#### Excerpt to read:
The existence of internment camps in the United States is often overlooked, especially due to the fact that what is most typically remembered about World War II is the sheer terror of the concentration camps where the Germans tortured and killed millions of Jews.  Although there were never concentration camps in the United States that carried out such abhorrent acts and the attempted ethnic cleansing and complete extermination of an entire peoples, there certainly were internment camps in the United States during both World War I and World War II.

World War I began in 1914, however the United States did not become involved until 1917.  The so-called Great War was triggered by the assassination of Archduke Francis Ferdinand; however, it essentially reached the extent that it did due to a system of European alliances.  The interception of the Zimmerman Telegram more or less led to Wilson’s willingness to break American neutrality and declare war on Germany, as the German promise to aid Mexico in regaining territory lost to America in return for support was considered a direct threat to American sovereignty. Wilson entered the war on the premise to “make the world safe for democracy,” even though it can be argued that he directly contradicted this notion.  Wilson created the Committee of Public Information which essentially served as a propaganda machine that promoted “patriotism,” while also funding movies titled “The Kaiser: The Beast of Berlin and The Prussian Cursein efforts to shape a public opinion that considered Germans as a dark, scary, and autocratic, equating them to the “Huns”.




Propaganda posters wrote “Beat back the Huns with liberty bonds”; this attempt to instill a sense of patriotism in Americans also inherently instilled feelings of hate and distrust for German American citizens.  Wilson claimed,"Any man who carries a hyphen about with him, carries a dagger that he is ready to plunge into the vitals of this Republic when he gets ready" (source 5).

#### Available data:
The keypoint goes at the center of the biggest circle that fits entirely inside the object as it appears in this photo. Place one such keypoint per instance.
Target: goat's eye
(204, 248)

#### Objectives:
A) According to the excerpt on U.S. internment camps, what event set off World War I?
B) Extend the excerpt on U.S. internment camps, picking up right after its final sentence.

#### Task answers:
A) The assassination of Archduke Francis Ferdinand.

B)
A significant amount of propaganda was used to generate anti-German sentiment during World War I.  However, it is not widely known that the United States also made use of internment camps for people deemed as “enemy aliens” in 1917.  Wilson utilized the Enemy Alien Act of 1798 to place restrictions on German American citizens.  According to NPR (source 5), 8 million out of the 92 million United States citizens in 1910 were German; the German language was even taught in 25% of American schools in 1915.  However, propaganda and anti-immigrant sentiment completely refigured public opinion in regard to Germans.  Many first- and second-generation Germans living in America who were now considered “enemy aliens” were being monitored by the government.  Although the United States did not turn to a policy of mass internment during World War I, there were internment camps for Germans- Fort Oglethorpe in Georgia, Fort McPherson in Georgia, and Fort Douglas in Utah.  Over 4000 “aliens” were arrested in the United States during World War II under the Espionage and Sedition Acts, for charges including “muttering pro-German statements in public to publishing German-American newspapers endorsing the German war effort” (source 6).  Fort Oglethorpe, the largest of the three internment camps, reported 3,600 internees in 1919, consisting of civilian enemy aliens, crews of German naval ships, and crews of German cargo and luxury passenger liners in American waters.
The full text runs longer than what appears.